* [REQUIREMENTS]:
- a) In the blog post about Yglesias and Mill, what does the author doubt Yglesias has done?
- b) Write out the blog post about Yglesias and Mill from "I understand that" to "recently and/or completely." without any changes.
- c) Extend the blog post about Yglesias and Mill, picking up after its final sentence.

═════ PROVIDED TEXT ═════

Monday, January 17, 2011

Matthew Ygelesias is soft on Classical Liberalism

Today he wrote both

"I recognize that many people disagree with this agenda, and that many of those who disagree with it think of themselves as “to the left” of my view. But I simply deny that there are positions that are more genuinely egalitarian than my own."

and

"I’d say it’s liberalism, a view recognizably derived from the thinking of JS Mill and Pigou and Keynes and Maury “Freedom Plus Groceries” Maverick and all the rest."

I understand that "derived" is the 600 pound weasel which can make any argument valid, but I don't think that Yglesias has read Mill recently and/or completely.
Many of Mill's views were so far right that no US elected official defends them anymore (I believe that David Duke still holds elective office). I commented off the top of my head, then checked my memories which were not exact mainly because I thought I had read stuff from "Reflections on Representative Governement" in "On Liberty."

═════ RAW DATA ═════

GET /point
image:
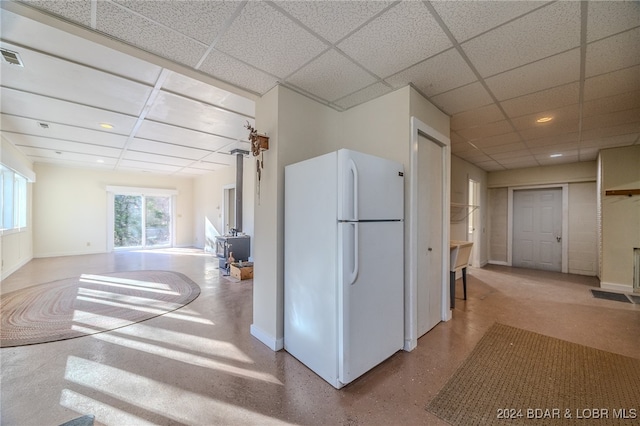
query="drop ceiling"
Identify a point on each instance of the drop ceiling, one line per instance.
(177, 80)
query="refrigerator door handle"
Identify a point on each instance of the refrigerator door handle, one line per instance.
(354, 172)
(353, 275)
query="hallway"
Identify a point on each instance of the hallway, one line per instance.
(200, 365)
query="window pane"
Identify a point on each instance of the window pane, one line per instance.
(8, 198)
(128, 221)
(158, 221)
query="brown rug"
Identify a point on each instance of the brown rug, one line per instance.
(514, 376)
(90, 304)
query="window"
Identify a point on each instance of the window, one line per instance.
(13, 200)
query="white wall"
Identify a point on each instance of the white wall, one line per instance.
(70, 208)
(461, 172)
(301, 128)
(620, 169)
(582, 229)
(208, 191)
(16, 248)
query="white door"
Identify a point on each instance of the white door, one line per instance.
(537, 229)
(430, 220)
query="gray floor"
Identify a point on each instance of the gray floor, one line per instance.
(200, 365)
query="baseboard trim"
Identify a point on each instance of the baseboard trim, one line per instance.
(617, 287)
(5, 274)
(271, 342)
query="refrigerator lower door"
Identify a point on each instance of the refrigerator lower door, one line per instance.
(370, 296)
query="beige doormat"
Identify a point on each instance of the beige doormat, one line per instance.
(515, 376)
(90, 304)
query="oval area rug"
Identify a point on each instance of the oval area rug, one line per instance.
(89, 304)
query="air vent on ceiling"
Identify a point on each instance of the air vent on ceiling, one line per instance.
(12, 58)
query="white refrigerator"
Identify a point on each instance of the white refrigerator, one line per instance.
(343, 263)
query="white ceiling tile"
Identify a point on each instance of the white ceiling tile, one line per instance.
(620, 102)
(15, 124)
(509, 155)
(502, 139)
(335, 19)
(509, 147)
(545, 32)
(156, 158)
(147, 35)
(616, 118)
(486, 114)
(145, 145)
(559, 115)
(231, 70)
(610, 141)
(370, 92)
(196, 89)
(201, 20)
(486, 130)
(550, 72)
(552, 140)
(438, 74)
(55, 111)
(559, 148)
(219, 158)
(173, 134)
(268, 40)
(147, 166)
(613, 53)
(28, 33)
(74, 157)
(76, 11)
(542, 101)
(67, 81)
(489, 166)
(22, 141)
(546, 160)
(331, 76)
(464, 98)
(177, 110)
(605, 18)
(401, 37)
(552, 129)
(479, 16)
(612, 83)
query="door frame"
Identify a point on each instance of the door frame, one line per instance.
(565, 221)
(418, 128)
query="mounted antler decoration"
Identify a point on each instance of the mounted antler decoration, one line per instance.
(259, 144)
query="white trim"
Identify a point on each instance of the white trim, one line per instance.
(617, 287)
(411, 286)
(270, 341)
(135, 190)
(565, 221)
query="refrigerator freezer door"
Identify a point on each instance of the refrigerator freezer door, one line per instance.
(369, 187)
(371, 308)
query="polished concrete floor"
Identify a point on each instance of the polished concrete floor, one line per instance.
(200, 365)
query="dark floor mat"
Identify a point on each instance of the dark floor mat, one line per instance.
(618, 297)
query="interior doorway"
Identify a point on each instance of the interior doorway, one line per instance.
(473, 222)
(537, 229)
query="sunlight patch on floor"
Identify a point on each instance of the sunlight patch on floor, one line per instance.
(169, 401)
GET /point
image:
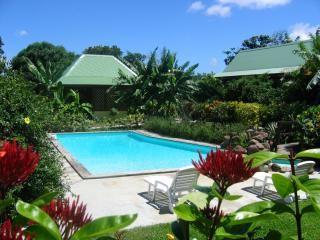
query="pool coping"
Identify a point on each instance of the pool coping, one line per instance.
(82, 171)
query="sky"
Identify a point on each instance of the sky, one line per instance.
(198, 31)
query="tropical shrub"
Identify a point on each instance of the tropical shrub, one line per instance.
(160, 87)
(27, 117)
(208, 88)
(227, 168)
(259, 89)
(309, 126)
(47, 217)
(275, 112)
(130, 121)
(198, 131)
(226, 112)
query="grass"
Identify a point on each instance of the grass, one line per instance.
(198, 131)
(285, 224)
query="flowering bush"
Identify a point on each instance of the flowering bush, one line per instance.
(46, 218)
(69, 215)
(225, 168)
(16, 165)
(10, 232)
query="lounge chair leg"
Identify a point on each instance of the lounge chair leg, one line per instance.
(262, 189)
(170, 202)
(154, 195)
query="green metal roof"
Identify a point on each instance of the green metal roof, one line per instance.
(267, 60)
(91, 69)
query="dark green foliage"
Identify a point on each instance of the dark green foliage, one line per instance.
(258, 41)
(299, 86)
(2, 57)
(309, 127)
(160, 87)
(209, 88)
(45, 53)
(104, 50)
(281, 111)
(134, 58)
(206, 132)
(19, 101)
(285, 224)
(252, 89)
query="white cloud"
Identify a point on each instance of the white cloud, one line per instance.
(196, 6)
(258, 4)
(302, 30)
(23, 33)
(218, 10)
(214, 62)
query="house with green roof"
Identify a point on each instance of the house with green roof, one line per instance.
(272, 60)
(92, 76)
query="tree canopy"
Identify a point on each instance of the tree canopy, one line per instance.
(44, 52)
(2, 57)
(258, 41)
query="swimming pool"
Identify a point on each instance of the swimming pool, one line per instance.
(126, 152)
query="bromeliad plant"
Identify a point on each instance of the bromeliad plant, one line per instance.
(286, 186)
(47, 217)
(225, 168)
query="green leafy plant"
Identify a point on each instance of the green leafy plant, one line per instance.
(309, 126)
(46, 228)
(46, 75)
(160, 87)
(286, 186)
(225, 168)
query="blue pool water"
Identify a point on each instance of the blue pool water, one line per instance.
(126, 152)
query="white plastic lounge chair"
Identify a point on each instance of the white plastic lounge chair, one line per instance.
(303, 168)
(182, 183)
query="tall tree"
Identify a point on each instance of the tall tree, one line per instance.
(161, 85)
(134, 58)
(46, 76)
(104, 50)
(258, 41)
(2, 57)
(45, 53)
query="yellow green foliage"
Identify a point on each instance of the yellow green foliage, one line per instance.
(233, 111)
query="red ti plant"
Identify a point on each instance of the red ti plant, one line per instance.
(69, 215)
(225, 168)
(16, 165)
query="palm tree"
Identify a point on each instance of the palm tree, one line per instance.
(46, 75)
(160, 87)
(74, 103)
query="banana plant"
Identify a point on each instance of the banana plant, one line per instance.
(286, 186)
(46, 75)
(46, 228)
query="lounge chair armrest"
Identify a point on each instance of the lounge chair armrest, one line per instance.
(161, 183)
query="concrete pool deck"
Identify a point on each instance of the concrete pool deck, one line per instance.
(124, 195)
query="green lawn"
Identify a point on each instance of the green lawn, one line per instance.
(285, 224)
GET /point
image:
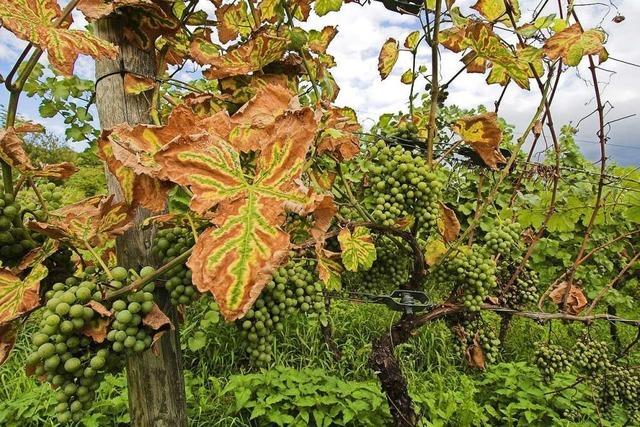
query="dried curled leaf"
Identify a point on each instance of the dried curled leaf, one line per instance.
(19, 296)
(339, 135)
(483, 134)
(34, 21)
(451, 225)
(90, 221)
(572, 44)
(358, 249)
(235, 259)
(8, 335)
(388, 57)
(263, 48)
(576, 301)
(12, 151)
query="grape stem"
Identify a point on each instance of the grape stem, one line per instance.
(139, 283)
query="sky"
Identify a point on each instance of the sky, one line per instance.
(363, 30)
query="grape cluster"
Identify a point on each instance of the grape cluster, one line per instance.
(168, 244)
(401, 185)
(619, 385)
(127, 333)
(523, 291)
(388, 272)
(503, 239)
(64, 355)
(15, 241)
(50, 193)
(293, 288)
(71, 352)
(473, 271)
(550, 360)
(471, 331)
(591, 355)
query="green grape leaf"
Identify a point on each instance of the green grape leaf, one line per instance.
(388, 57)
(91, 221)
(34, 21)
(358, 249)
(234, 259)
(264, 47)
(322, 7)
(572, 44)
(496, 10)
(19, 296)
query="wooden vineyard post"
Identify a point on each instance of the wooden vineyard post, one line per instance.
(155, 378)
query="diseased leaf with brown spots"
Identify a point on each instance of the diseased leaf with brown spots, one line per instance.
(263, 48)
(572, 44)
(137, 189)
(34, 21)
(91, 221)
(496, 10)
(339, 133)
(18, 296)
(451, 225)
(135, 85)
(235, 259)
(8, 335)
(576, 301)
(12, 151)
(388, 57)
(319, 40)
(233, 21)
(483, 134)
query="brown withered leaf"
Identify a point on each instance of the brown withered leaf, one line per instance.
(451, 225)
(339, 133)
(483, 134)
(90, 221)
(156, 319)
(12, 151)
(576, 301)
(8, 335)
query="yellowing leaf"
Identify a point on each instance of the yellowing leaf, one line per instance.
(319, 40)
(434, 251)
(17, 296)
(496, 10)
(572, 44)
(358, 249)
(135, 85)
(339, 134)
(90, 221)
(482, 133)
(34, 21)
(387, 58)
(234, 260)
(263, 48)
(233, 21)
(451, 223)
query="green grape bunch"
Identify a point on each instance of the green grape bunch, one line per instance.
(550, 360)
(402, 185)
(294, 288)
(168, 244)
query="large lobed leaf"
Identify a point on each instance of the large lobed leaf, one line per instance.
(34, 21)
(235, 259)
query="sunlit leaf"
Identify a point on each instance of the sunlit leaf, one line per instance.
(358, 249)
(19, 296)
(387, 57)
(33, 20)
(572, 44)
(483, 134)
(234, 260)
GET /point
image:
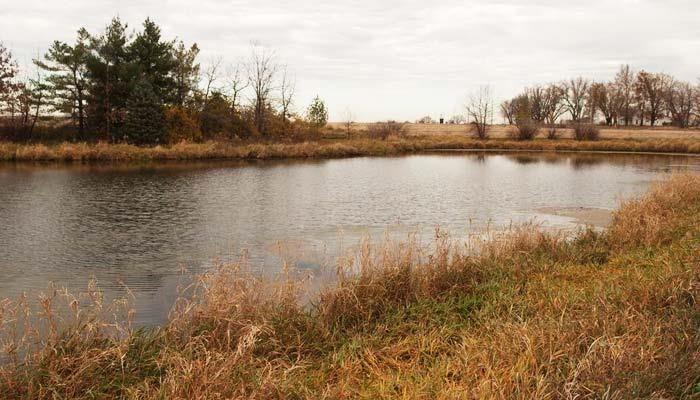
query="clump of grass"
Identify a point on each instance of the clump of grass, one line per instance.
(586, 132)
(391, 142)
(525, 130)
(528, 314)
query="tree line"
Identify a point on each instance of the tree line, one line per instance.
(137, 87)
(631, 98)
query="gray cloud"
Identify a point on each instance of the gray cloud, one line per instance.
(398, 59)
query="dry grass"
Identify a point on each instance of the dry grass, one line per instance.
(332, 148)
(526, 315)
(504, 131)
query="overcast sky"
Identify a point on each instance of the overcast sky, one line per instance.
(397, 59)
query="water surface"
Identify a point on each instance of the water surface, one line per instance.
(140, 226)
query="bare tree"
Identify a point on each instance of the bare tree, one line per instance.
(536, 98)
(576, 97)
(650, 89)
(509, 111)
(287, 88)
(553, 103)
(262, 70)
(681, 100)
(624, 86)
(606, 97)
(348, 120)
(211, 75)
(480, 111)
(8, 72)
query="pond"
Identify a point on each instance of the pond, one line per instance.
(136, 228)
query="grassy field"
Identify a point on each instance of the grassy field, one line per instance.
(503, 131)
(324, 148)
(529, 315)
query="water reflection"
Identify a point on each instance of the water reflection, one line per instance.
(138, 227)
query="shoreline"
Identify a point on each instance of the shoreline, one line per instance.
(67, 153)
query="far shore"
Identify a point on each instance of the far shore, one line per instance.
(642, 141)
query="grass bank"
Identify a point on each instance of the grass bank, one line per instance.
(530, 315)
(336, 148)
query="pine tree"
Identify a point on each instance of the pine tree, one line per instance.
(67, 79)
(154, 60)
(145, 120)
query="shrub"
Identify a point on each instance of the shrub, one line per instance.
(525, 130)
(182, 124)
(479, 131)
(586, 132)
(382, 130)
(552, 133)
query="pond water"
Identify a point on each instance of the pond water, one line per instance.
(138, 227)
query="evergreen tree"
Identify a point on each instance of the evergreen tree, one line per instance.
(318, 113)
(111, 72)
(145, 120)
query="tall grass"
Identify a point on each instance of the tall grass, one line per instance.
(527, 314)
(102, 152)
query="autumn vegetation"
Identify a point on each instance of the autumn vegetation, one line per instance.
(150, 96)
(138, 88)
(522, 314)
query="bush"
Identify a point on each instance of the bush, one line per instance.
(586, 132)
(382, 130)
(525, 130)
(182, 124)
(479, 130)
(552, 133)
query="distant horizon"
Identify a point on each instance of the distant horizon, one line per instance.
(393, 60)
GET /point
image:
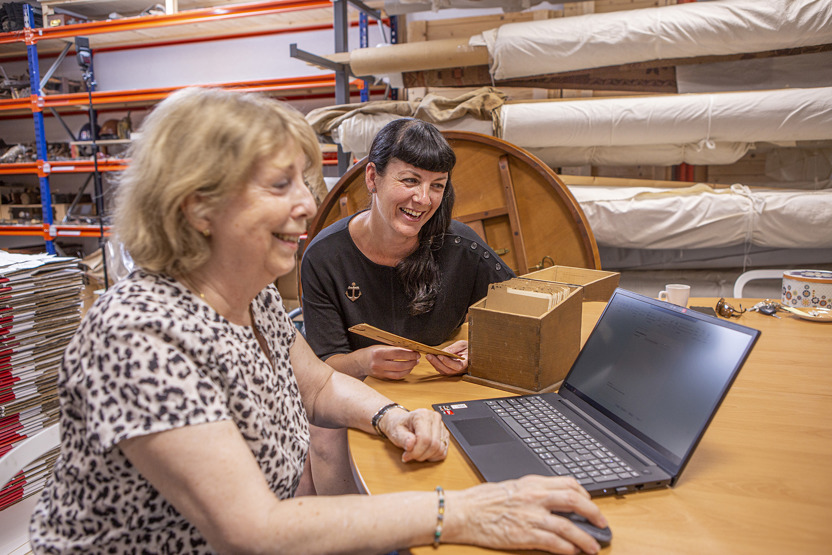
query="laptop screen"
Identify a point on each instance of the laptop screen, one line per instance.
(659, 371)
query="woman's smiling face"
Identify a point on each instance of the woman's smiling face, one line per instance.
(406, 197)
(257, 231)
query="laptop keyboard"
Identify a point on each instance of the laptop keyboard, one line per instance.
(568, 450)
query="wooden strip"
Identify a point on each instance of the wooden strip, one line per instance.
(513, 217)
(397, 341)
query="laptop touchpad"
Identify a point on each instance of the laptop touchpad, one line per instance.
(482, 431)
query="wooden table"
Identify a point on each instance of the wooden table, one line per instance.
(759, 482)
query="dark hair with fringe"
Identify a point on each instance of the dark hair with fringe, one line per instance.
(419, 144)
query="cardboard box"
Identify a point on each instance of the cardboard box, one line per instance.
(521, 353)
(598, 285)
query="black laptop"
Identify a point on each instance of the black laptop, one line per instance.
(629, 414)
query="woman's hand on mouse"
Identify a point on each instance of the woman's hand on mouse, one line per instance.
(448, 366)
(518, 514)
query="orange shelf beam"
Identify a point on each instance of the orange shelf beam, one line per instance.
(19, 169)
(233, 11)
(22, 230)
(43, 231)
(63, 166)
(156, 94)
(73, 231)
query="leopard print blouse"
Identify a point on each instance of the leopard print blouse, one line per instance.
(149, 357)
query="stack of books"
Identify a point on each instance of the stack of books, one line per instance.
(40, 309)
(526, 297)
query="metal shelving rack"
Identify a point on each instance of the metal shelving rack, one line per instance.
(286, 88)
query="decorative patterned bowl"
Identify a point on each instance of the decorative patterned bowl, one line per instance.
(807, 288)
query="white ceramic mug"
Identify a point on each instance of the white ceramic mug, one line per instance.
(675, 293)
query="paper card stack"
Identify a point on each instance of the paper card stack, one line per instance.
(40, 309)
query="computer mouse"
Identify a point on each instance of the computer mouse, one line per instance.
(602, 535)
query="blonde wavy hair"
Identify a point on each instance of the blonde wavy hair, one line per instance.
(202, 140)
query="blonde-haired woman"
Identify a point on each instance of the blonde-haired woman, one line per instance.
(186, 394)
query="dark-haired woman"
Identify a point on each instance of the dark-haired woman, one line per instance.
(402, 265)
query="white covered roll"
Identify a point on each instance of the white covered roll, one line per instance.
(700, 217)
(682, 31)
(782, 115)
(644, 155)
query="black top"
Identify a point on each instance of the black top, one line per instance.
(342, 287)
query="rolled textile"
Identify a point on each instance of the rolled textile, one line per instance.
(416, 56)
(689, 30)
(647, 155)
(701, 217)
(782, 115)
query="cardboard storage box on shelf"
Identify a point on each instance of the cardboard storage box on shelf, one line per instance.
(598, 285)
(519, 352)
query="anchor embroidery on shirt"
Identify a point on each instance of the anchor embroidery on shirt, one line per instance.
(353, 292)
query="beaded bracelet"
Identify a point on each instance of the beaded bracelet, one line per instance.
(381, 412)
(440, 517)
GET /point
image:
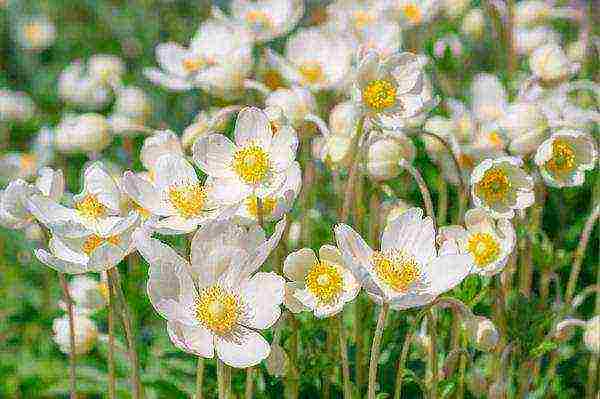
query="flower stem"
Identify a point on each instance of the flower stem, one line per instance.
(115, 281)
(344, 356)
(72, 356)
(376, 348)
(199, 377)
(112, 386)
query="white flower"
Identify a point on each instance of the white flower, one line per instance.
(256, 164)
(218, 60)
(408, 271)
(314, 59)
(36, 33)
(97, 207)
(91, 251)
(296, 103)
(489, 242)
(268, 19)
(387, 87)
(15, 106)
(385, 151)
(565, 156)
(13, 208)
(321, 285)
(549, 63)
(86, 333)
(216, 301)
(501, 186)
(82, 133)
(175, 195)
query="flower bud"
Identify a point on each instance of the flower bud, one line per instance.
(591, 336)
(550, 63)
(82, 133)
(474, 23)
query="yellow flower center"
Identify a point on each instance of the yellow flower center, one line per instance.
(563, 157)
(252, 164)
(325, 282)
(311, 72)
(412, 13)
(258, 19)
(91, 208)
(484, 248)
(362, 19)
(494, 186)
(267, 204)
(217, 309)
(188, 199)
(379, 94)
(93, 242)
(397, 269)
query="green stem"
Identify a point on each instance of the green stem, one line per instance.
(376, 348)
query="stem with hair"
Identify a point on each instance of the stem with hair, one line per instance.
(376, 348)
(72, 356)
(115, 281)
(344, 356)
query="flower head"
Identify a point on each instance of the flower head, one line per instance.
(216, 300)
(408, 270)
(501, 186)
(565, 156)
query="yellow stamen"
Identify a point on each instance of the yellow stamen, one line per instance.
(268, 205)
(252, 164)
(91, 208)
(397, 269)
(94, 241)
(311, 72)
(379, 95)
(563, 157)
(217, 309)
(484, 248)
(494, 186)
(325, 282)
(188, 199)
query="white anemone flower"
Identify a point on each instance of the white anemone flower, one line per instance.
(384, 88)
(268, 19)
(176, 195)
(408, 271)
(490, 242)
(217, 300)
(256, 164)
(322, 285)
(97, 207)
(277, 204)
(218, 59)
(565, 156)
(314, 58)
(14, 213)
(501, 186)
(91, 251)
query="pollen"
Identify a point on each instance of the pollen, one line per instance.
(397, 269)
(252, 164)
(91, 208)
(484, 248)
(412, 13)
(311, 72)
(325, 282)
(94, 241)
(563, 157)
(217, 309)
(268, 205)
(494, 186)
(188, 199)
(379, 94)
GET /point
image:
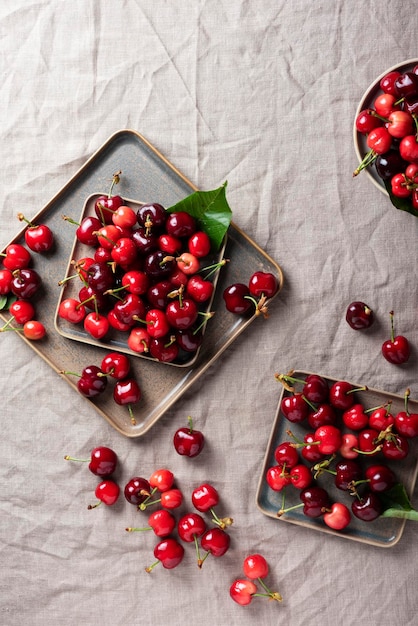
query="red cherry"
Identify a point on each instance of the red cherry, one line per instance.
(242, 591)
(103, 461)
(116, 365)
(107, 492)
(359, 315)
(255, 566)
(22, 311)
(338, 516)
(396, 350)
(199, 244)
(188, 441)
(137, 490)
(162, 479)
(263, 284)
(38, 237)
(169, 553)
(34, 330)
(171, 499)
(16, 257)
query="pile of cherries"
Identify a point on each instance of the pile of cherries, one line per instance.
(93, 381)
(199, 525)
(391, 128)
(20, 281)
(146, 274)
(341, 438)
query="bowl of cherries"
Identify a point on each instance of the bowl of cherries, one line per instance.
(385, 133)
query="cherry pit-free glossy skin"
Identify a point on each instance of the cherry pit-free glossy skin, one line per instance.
(188, 441)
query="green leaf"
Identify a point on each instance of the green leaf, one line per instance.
(403, 204)
(211, 211)
(397, 504)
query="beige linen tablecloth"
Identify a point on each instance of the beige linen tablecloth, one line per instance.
(262, 95)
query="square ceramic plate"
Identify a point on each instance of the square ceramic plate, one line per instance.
(118, 340)
(146, 173)
(382, 532)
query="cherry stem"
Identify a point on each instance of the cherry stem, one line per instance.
(115, 181)
(212, 268)
(22, 218)
(221, 522)
(369, 158)
(273, 595)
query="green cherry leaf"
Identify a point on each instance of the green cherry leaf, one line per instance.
(403, 204)
(211, 211)
(397, 504)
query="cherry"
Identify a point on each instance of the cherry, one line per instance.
(396, 350)
(102, 462)
(406, 423)
(161, 479)
(300, 476)
(349, 446)
(338, 516)
(22, 311)
(216, 542)
(315, 500)
(380, 478)
(295, 408)
(151, 216)
(255, 566)
(127, 392)
(106, 205)
(191, 526)
(116, 365)
(137, 490)
(72, 310)
(286, 454)
(199, 244)
(329, 439)
(16, 257)
(323, 414)
(359, 315)
(124, 216)
(263, 284)
(188, 441)
(347, 472)
(6, 278)
(199, 289)
(39, 238)
(204, 499)
(355, 418)
(96, 325)
(164, 349)
(25, 283)
(169, 552)
(242, 591)
(34, 330)
(172, 498)
(91, 383)
(341, 394)
(380, 418)
(395, 447)
(367, 507)
(162, 522)
(107, 492)
(277, 478)
(182, 314)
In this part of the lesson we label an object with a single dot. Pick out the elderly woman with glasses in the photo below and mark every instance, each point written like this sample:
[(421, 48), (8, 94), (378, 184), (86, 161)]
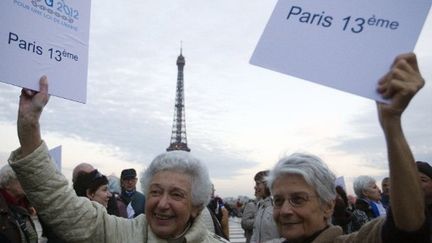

═════

* [ANSWERS TO THE EXERCISES]:
- a) Read Mill recently and/or completely.

- b)
I understand that "derived" is the 600 pound weasel which can make any argument valid, but I don't think that Yglesias has read Mill recently and/or completely.

- c)
My comment

I ... think you slipped up in your reply. You say no one is to your left and your thought is based on the thought of JD Mill. This does not imply that no one is to the left of JS Mill, but it totally miss states where Mill's writings would place him if he were reincarnated. Many of his views would be ultra ultra right today. For example, he supported a poll tax on the grounds that to be able to vote on spending without being taxed is to be given a license to pick other peoples' pockets (I am quoting "On Liberty" from memory). Margaret Thatcher decieded to follow the very explicit detailed instructions of JS Mill. That was the time she went too far and lost the confidence of the Tory Parliamentary party and so the parliament and so became a baroness. Too far right for Margeret Thatcher to get away with and very explicitly advocated by JS Mill are consistent.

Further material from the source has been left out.